** Start of Data entries **

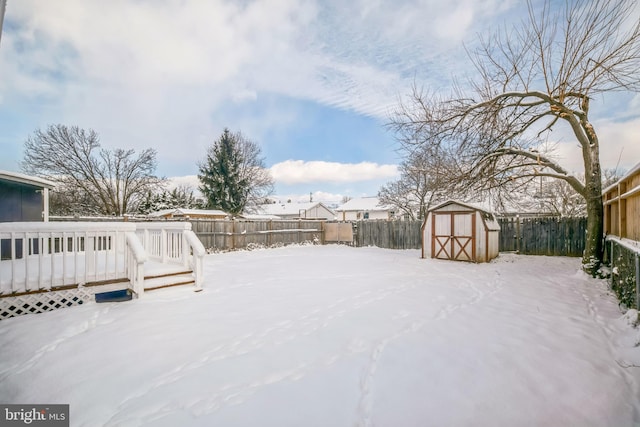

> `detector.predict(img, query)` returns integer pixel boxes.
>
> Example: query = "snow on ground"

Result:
[0,246,640,427]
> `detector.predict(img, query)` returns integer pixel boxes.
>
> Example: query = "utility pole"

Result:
[0,0,7,47]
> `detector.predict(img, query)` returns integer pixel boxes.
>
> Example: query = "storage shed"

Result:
[422,200,500,262]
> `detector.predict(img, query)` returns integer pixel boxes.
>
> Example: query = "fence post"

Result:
[516,215,520,254]
[636,252,640,310]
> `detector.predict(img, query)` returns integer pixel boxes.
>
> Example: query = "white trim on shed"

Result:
[422,200,500,262]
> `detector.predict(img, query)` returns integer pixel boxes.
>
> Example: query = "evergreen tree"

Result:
[198,128,273,215]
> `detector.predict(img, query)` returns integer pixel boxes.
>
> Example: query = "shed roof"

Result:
[336,197,393,212]
[0,170,56,188]
[429,200,500,230]
[257,202,333,215]
[429,200,493,214]
[149,208,229,217]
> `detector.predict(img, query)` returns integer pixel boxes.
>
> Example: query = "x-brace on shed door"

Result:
[431,212,476,261]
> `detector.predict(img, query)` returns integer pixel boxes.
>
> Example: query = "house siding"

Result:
[0,180,43,222]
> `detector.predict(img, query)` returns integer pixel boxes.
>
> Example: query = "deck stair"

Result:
[144,270,195,292]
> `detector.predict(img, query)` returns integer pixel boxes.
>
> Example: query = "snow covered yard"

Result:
[0,246,640,427]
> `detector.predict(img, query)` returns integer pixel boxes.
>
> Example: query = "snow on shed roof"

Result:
[149,208,229,217]
[0,170,56,188]
[429,200,500,230]
[258,202,331,215]
[429,200,493,214]
[335,196,393,212]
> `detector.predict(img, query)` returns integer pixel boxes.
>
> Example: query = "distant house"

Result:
[0,171,55,222]
[256,202,336,220]
[336,197,395,221]
[148,208,229,219]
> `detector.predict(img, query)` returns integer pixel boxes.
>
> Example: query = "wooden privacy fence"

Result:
[498,217,587,257]
[189,219,323,251]
[355,220,422,249]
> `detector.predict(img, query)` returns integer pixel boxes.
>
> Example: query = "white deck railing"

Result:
[0,222,205,295]
[136,222,206,288]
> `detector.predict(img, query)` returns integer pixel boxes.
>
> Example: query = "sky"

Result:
[0,0,640,206]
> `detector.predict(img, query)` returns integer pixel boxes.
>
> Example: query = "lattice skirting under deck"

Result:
[0,286,121,320]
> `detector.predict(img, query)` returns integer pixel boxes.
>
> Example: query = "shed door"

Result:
[431,212,475,261]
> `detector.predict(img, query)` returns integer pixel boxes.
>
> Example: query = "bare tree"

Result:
[22,124,162,215]
[393,0,640,273]
[378,145,462,219]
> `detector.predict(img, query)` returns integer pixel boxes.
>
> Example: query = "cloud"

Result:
[270,160,398,184]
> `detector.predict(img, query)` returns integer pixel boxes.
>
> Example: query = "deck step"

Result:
[144,271,196,292]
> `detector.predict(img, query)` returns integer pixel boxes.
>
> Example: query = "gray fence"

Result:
[605,236,640,310]
[498,217,587,257]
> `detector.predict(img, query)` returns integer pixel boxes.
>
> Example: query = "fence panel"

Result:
[498,217,587,257]
[355,220,422,249]
[605,236,640,310]
[190,219,323,250]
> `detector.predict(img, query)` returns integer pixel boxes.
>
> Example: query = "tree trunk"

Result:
[582,149,604,276]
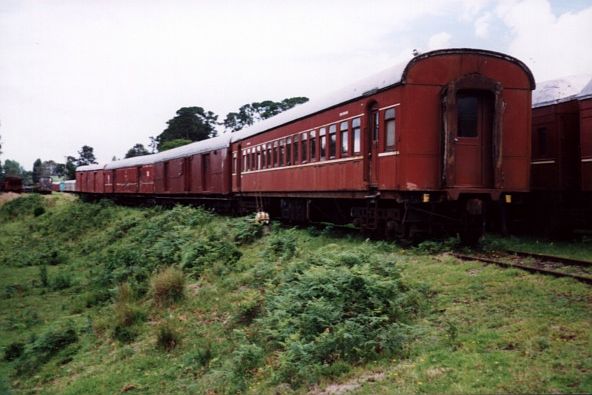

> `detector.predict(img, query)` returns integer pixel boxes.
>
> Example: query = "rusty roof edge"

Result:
[401,48,536,90]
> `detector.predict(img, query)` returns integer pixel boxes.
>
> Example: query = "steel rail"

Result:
[452,253,592,284]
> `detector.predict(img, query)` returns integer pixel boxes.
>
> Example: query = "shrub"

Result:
[111,283,146,343]
[255,252,425,383]
[0,193,44,219]
[39,265,49,287]
[156,321,181,352]
[4,342,25,361]
[151,267,185,306]
[16,324,78,375]
[264,230,297,260]
[33,207,45,217]
[51,273,72,291]
[234,217,263,245]
[230,343,265,393]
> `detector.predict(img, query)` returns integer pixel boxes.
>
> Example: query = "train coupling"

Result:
[466,198,483,215]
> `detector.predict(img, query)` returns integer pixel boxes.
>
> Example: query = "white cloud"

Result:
[428,32,452,51]
[496,0,592,81]
[475,12,492,38]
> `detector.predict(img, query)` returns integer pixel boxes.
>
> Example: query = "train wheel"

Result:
[460,213,484,246]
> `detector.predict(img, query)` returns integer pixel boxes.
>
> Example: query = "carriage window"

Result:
[352,118,362,154]
[339,121,349,156]
[384,108,395,151]
[329,125,337,158]
[319,128,327,160]
[257,146,261,170]
[308,130,317,162]
[302,133,308,163]
[456,95,479,137]
[293,135,300,165]
[537,128,549,158]
[372,110,380,141]
[286,137,292,166]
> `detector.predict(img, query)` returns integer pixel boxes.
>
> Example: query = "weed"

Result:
[234,217,263,245]
[4,342,25,361]
[264,229,297,261]
[33,207,45,217]
[16,324,78,375]
[256,254,426,383]
[184,344,213,368]
[151,267,185,306]
[231,343,265,392]
[156,321,181,352]
[51,272,72,291]
[39,265,49,288]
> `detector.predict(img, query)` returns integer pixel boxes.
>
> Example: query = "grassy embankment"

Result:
[0,195,592,394]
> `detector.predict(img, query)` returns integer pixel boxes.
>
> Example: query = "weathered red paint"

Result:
[531,99,581,191]
[579,98,592,191]
[232,53,533,198]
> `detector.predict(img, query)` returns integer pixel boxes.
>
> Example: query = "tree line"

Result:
[0,97,308,185]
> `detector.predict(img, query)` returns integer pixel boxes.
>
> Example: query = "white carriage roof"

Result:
[76,133,230,171]
[231,48,535,143]
[77,48,535,171]
[532,74,592,108]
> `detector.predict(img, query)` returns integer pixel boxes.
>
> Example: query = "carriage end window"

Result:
[456,95,479,137]
[352,118,362,154]
[384,108,395,151]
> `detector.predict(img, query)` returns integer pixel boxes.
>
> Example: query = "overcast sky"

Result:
[0,0,592,169]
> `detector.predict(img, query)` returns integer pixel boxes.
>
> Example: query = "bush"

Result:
[151,267,185,306]
[255,251,426,383]
[111,283,146,343]
[16,324,78,375]
[0,193,44,220]
[39,265,49,287]
[33,207,45,217]
[234,217,263,245]
[4,342,25,361]
[156,322,181,352]
[264,230,297,261]
[51,273,72,291]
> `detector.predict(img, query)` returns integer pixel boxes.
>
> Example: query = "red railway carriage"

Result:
[76,136,230,198]
[231,49,534,241]
[530,75,592,235]
[77,49,534,240]
[578,78,592,192]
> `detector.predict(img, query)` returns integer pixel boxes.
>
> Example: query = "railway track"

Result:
[452,251,592,285]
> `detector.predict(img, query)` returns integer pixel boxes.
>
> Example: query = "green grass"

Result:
[0,195,592,394]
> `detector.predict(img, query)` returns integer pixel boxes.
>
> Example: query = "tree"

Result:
[125,144,150,158]
[155,107,218,151]
[76,145,97,166]
[33,159,43,183]
[4,159,26,177]
[160,139,191,152]
[55,163,66,177]
[223,97,308,132]
[64,156,77,180]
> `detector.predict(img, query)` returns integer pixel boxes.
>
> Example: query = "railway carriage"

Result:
[77,49,534,241]
[529,75,592,235]
[232,49,534,243]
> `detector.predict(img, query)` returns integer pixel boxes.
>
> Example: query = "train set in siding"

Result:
[76,49,535,243]
[527,75,592,237]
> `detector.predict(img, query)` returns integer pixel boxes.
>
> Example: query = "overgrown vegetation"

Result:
[0,195,592,394]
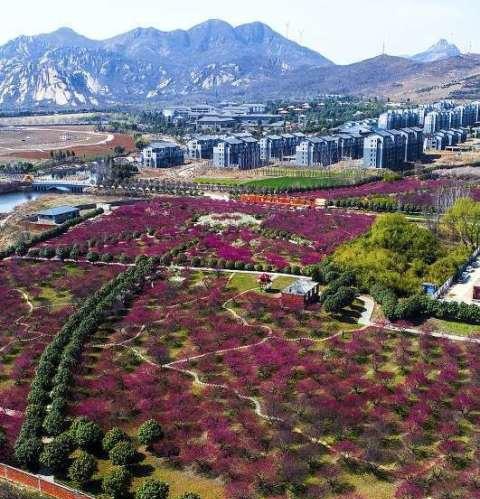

** End of Data entries **

__Work required__
Filter the listing above, copying every line that contains the string "train".

__Answer in full__
> Example: query = "train coupling"
> Example: query = "train wheel"
> Example: query = "train set in siding"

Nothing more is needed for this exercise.